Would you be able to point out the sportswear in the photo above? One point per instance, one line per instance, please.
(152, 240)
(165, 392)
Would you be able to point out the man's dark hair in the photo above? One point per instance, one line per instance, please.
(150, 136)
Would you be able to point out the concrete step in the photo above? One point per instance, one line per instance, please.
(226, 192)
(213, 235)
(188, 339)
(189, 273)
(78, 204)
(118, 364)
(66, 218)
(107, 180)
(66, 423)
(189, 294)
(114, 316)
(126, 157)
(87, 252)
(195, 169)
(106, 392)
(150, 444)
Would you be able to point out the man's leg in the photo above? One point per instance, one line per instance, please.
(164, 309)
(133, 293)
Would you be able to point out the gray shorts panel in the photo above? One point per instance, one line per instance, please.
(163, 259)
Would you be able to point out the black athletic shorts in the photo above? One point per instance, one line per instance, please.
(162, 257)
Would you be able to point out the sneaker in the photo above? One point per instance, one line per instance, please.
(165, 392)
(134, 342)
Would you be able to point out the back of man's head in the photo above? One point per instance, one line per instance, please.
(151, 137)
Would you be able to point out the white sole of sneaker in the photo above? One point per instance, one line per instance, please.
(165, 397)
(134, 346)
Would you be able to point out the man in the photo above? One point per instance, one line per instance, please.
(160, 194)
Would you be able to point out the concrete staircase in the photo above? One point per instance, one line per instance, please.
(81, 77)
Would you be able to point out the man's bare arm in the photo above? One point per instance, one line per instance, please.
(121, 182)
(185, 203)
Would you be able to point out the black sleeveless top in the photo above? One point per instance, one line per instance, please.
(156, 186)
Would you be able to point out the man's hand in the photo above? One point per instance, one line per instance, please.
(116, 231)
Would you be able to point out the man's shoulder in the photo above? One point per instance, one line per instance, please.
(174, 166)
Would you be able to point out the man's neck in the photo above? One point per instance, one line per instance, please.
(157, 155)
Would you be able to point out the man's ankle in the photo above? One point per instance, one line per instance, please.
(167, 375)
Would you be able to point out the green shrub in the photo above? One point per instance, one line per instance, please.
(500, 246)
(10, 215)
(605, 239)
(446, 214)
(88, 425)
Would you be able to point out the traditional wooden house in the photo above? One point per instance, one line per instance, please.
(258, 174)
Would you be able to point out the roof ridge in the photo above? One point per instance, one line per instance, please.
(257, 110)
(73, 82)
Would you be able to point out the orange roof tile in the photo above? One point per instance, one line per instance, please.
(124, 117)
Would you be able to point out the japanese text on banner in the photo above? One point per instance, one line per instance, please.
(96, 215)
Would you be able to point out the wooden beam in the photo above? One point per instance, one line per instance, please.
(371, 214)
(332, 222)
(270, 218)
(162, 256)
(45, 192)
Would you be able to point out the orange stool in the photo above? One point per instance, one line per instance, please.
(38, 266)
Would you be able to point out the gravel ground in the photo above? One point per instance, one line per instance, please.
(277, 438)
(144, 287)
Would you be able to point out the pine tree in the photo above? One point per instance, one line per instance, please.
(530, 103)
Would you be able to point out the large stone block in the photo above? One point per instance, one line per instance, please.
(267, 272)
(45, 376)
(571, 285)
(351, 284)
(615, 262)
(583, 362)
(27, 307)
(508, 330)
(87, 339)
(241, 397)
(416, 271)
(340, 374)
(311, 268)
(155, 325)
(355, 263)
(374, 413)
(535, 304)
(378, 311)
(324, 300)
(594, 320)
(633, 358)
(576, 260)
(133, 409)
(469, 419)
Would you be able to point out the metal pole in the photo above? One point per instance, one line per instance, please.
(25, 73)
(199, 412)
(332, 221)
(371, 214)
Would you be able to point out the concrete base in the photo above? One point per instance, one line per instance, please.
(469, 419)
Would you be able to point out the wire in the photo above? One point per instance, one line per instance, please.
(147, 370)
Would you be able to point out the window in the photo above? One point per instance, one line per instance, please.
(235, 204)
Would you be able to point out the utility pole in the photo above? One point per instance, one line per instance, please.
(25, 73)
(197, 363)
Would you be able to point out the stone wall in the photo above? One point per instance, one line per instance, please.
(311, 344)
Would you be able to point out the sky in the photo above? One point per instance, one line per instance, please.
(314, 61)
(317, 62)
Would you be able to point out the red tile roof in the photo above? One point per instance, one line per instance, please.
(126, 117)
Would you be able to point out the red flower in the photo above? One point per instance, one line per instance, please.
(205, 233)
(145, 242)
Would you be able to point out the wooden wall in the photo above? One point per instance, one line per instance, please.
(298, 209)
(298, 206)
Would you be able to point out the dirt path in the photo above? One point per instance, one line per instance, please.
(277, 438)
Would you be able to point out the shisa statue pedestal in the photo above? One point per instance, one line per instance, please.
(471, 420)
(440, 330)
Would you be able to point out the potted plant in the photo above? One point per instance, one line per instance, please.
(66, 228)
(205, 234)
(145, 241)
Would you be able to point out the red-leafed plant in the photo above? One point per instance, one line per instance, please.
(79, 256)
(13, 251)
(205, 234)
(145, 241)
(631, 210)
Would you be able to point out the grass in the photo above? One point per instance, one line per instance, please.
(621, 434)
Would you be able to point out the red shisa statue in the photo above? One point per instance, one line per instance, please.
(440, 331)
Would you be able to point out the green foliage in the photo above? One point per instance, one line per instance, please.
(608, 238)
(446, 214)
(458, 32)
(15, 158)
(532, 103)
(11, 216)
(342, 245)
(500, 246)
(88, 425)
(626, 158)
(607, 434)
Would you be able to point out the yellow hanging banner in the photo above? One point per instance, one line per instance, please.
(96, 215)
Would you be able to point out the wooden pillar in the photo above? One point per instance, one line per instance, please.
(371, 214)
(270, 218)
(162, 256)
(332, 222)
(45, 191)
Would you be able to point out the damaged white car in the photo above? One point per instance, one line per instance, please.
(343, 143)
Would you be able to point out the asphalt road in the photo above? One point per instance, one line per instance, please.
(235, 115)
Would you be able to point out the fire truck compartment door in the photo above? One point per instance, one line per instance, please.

******

WHAT IS EXPECTED.
Which lines run from the one with "Would you be able to point out the asphalt" through the end of the listing above? Restate them word for word, with nothing else.

WORKED SOLUTION.
Would you be able to point out the asphalt road in the photo above? One point per instance, one line per instance, please.
(235, 115)
Would you be able to point out the fire truck compartment door in the photo above? One point per instance, one line per instance, please.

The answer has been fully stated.